**Exercise instructions:** Can you pull every line of the material below and reproduce each one word for word?
****
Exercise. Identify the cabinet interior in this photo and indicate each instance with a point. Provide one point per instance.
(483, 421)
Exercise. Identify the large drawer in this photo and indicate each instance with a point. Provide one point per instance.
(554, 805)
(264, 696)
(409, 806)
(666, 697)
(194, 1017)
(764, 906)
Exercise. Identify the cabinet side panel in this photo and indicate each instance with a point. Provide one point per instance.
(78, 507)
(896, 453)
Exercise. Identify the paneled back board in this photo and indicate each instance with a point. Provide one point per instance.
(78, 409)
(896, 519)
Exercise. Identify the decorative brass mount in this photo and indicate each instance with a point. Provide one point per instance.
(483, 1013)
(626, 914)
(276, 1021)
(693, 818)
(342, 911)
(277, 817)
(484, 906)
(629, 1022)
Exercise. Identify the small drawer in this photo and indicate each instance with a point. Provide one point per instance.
****
**Output of the exercise:**
Exercise. Identify the cabinet interior in this photo and indicate each instance with a point. Provide one point per instance.
(483, 421)
Exercise. Identify the large drawer in this photo and indicate each instance with a point. Provide one point per instance.
(554, 805)
(264, 696)
(409, 806)
(666, 697)
(194, 1017)
(764, 906)
Exercise. Identify the cabinet side panel in this photo and indicate each instance with a point. Provide one point per instance.
(78, 507)
(896, 453)
Exercise. Identify the paneled back board in this photo and indicate each instance with a point. Provide one point per instance.
(78, 409)
(896, 519)
Exercise. Identify the decorative brass mount in this photo and indicate each instance with a point. Provide one point per instance.
(483, 1013)
(626, 914)
(276, 1021)
(693, 818)
(342, 911)
(277, 817)
(484, 906)
(629, 1022)
Exercise. Identify the small drawer in this photo and indicate each instance with a point. Provide one point per instance.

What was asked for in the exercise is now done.